▸ What to do: Everything from the line containing "Question. Indicate a point on each instance of the drawer" through the final line of the records must be transcribed verbatim; nothing else belongs in the result.

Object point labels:
◆ ◆ ◆
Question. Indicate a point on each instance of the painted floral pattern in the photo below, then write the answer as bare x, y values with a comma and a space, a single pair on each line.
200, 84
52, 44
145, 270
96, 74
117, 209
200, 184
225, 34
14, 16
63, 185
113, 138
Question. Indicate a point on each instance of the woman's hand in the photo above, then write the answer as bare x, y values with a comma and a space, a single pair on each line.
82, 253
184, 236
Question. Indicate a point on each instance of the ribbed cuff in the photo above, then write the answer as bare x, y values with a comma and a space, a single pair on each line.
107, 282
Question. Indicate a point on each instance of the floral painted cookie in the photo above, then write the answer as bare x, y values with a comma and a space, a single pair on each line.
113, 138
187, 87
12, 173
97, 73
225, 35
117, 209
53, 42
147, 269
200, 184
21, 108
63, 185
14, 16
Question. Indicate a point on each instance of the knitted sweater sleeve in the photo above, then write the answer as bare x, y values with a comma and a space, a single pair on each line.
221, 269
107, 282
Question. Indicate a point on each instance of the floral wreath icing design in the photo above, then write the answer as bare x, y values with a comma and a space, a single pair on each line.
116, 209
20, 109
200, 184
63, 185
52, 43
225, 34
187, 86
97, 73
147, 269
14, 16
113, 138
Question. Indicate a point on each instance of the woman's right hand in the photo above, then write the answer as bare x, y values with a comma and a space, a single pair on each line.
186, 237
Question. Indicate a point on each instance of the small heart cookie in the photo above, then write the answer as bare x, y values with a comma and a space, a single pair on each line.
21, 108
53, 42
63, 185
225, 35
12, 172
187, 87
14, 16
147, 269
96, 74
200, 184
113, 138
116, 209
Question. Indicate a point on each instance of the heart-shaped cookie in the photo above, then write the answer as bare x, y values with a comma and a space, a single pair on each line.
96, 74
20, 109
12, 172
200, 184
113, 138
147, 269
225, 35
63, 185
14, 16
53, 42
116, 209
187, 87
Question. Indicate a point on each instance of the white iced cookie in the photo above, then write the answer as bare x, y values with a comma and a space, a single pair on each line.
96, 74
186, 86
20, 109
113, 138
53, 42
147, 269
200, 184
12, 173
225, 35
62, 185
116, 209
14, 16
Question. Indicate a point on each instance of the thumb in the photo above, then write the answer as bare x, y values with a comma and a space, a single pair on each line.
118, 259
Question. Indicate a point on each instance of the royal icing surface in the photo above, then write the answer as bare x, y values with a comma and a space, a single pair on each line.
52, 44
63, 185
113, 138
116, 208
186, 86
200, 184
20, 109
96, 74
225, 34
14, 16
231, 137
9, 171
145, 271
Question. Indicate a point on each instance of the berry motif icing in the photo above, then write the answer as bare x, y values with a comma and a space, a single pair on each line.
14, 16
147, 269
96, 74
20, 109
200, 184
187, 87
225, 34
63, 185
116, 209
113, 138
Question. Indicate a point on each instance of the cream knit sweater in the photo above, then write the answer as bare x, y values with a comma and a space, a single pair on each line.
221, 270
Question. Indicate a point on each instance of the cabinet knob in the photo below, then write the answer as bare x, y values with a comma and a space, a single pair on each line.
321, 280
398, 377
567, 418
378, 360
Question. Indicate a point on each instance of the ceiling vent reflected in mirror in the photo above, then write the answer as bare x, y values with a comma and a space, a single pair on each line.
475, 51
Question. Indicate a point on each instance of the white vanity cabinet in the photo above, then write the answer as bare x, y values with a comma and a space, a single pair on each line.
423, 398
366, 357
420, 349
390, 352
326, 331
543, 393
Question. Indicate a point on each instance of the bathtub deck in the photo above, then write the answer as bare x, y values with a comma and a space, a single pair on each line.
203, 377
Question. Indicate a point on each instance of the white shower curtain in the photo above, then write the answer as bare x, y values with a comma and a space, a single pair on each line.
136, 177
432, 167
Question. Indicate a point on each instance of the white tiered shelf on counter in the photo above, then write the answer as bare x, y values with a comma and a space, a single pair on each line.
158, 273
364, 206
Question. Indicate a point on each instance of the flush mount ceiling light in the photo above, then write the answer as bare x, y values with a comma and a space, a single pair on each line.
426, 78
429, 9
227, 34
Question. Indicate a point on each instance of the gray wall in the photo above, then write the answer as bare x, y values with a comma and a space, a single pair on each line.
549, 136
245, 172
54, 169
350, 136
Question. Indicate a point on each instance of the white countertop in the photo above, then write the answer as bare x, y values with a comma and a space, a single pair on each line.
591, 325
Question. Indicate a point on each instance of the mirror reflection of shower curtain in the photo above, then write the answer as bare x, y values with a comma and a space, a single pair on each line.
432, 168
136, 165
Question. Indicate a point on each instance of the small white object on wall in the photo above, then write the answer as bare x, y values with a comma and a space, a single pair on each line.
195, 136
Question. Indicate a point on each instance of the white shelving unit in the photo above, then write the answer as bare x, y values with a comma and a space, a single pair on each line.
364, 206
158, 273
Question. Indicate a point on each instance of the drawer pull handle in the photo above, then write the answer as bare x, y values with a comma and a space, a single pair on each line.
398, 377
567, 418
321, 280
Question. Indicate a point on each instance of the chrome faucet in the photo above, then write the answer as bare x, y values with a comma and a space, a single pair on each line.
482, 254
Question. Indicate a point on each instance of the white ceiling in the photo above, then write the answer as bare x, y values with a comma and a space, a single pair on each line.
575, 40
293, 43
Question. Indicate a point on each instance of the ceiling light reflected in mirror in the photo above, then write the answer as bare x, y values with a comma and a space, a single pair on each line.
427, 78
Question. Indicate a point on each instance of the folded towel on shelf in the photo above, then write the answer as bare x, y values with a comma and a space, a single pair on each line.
◆ ◆ ◆
▸ Problem solution:
Question. Indicate a point on each instance of the drawer pull handle in the photo above, then write the answer as bare x, y values with a comma and a space, a single pair on each line.
398, 377
567, 418
321, 280
Question. Indicate a point on each instance of the chrome faucet in the photo above, then write the answer as bare x, y values with a comma and a space, a single pair on each line.
482, 254
Question. Indicate a point on each instance of the white ceiling in the photo above, then write the answer as bare x, y values with a comma and a space, a single pair on each line.
575, 40
293, 43
Question. Indicate a point on each instance of the ceiling light reflected in mirror in the photo above, then write the answer as bare x, y values with a comma and a space, a single pair on each line.
427, 78
Question. Indicate a point on each instance of the folded towel on shelf in the photo above, then write the answer as bare x, y values with a comma and a space, a single pair on each line.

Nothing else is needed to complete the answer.